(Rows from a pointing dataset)
-- START --
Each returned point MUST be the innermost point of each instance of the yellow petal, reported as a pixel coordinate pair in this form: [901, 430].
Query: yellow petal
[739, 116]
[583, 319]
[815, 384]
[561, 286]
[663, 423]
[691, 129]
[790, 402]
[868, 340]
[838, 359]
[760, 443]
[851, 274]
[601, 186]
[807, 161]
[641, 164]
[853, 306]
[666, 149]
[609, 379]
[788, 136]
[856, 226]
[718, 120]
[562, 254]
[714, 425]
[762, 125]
-- END --
TASK BRIEF:
Copy the rows above line for line, with nothing changed.

WRITTEN RESPONSE:
Each returned point MUST be the innermost point of each instance of the yellow petal, reported as a pixel coordinate pair in this form: [901, 430].
Query: yellow petal
[739, 116]
[583, 319]
[815, 384]
[561, 286]
[663, 423]
[691, 129]
[790, 402]
[868, 340]
[838, 359]
[760, 443]
[851, 274]
[601, 186]
[807, 161]
[641, 164]
[853, 306]
[666, 149]
[609, 379]
[788, 136]
[856, 226]
[718, 120]
[562, 254]
[714, 425]
[762, 125]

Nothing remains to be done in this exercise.